▸ **Point annotation dataset records**

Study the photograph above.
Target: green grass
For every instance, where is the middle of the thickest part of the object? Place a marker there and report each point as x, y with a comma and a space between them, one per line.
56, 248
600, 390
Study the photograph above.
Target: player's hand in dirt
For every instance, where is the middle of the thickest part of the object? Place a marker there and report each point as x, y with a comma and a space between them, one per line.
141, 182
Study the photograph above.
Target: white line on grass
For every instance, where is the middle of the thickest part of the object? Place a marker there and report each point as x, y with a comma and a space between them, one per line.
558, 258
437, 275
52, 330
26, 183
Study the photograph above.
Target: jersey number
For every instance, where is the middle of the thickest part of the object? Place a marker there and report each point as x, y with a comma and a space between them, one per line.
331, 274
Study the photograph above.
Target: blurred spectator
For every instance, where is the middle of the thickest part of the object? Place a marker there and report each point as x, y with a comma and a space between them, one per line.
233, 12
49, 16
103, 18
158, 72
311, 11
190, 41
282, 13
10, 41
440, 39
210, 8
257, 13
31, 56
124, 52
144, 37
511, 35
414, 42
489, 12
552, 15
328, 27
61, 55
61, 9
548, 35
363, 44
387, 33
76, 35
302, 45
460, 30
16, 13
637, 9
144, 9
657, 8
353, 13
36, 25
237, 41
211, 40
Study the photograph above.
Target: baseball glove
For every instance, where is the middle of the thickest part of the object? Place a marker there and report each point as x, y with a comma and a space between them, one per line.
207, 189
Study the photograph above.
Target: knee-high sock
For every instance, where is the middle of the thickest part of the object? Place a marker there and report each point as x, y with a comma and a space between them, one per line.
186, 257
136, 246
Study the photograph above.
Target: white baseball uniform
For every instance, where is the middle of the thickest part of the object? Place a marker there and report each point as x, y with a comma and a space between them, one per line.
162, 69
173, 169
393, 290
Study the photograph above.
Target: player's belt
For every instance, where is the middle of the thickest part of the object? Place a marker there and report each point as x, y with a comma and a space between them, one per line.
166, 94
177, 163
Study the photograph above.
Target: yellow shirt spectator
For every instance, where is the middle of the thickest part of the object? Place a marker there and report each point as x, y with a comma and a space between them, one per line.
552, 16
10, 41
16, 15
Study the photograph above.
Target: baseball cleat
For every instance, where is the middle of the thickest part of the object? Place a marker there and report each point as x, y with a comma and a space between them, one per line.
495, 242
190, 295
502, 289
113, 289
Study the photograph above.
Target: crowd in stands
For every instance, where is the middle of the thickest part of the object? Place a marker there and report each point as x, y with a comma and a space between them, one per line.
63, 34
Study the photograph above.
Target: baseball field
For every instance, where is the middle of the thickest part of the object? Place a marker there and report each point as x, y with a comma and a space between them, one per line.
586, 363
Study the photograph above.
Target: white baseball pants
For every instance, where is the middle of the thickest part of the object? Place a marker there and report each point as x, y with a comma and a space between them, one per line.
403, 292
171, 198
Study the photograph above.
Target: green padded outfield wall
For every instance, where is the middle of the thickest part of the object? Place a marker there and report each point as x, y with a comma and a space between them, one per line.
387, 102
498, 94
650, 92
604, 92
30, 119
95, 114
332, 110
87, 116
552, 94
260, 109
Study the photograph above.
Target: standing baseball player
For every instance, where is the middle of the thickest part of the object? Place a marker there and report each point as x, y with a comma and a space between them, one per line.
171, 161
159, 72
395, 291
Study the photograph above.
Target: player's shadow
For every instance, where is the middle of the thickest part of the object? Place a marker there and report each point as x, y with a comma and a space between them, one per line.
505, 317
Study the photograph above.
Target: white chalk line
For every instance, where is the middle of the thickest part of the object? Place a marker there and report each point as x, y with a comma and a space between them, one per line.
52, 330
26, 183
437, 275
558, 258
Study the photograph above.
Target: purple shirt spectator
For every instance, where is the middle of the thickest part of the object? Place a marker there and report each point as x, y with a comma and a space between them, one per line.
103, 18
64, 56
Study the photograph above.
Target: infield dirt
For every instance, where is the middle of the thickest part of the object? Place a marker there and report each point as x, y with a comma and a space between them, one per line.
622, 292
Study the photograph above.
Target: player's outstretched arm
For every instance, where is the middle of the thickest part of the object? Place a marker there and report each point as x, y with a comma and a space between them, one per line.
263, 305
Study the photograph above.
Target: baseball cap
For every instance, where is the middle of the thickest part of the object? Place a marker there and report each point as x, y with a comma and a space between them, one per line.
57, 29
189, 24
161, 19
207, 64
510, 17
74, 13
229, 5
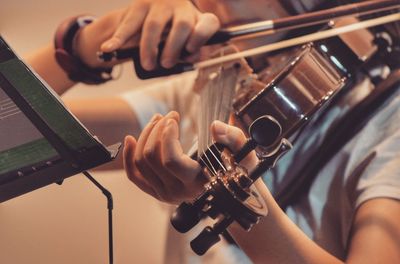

▸ **AIM**
Pick out every line of the material above that contains the string "dirt", treating uppercase and lowercase letters as distinct, and copy each one in full.

▸ **TASK OUTPUT**
Target: player's hand in dirt
Target: infield dirt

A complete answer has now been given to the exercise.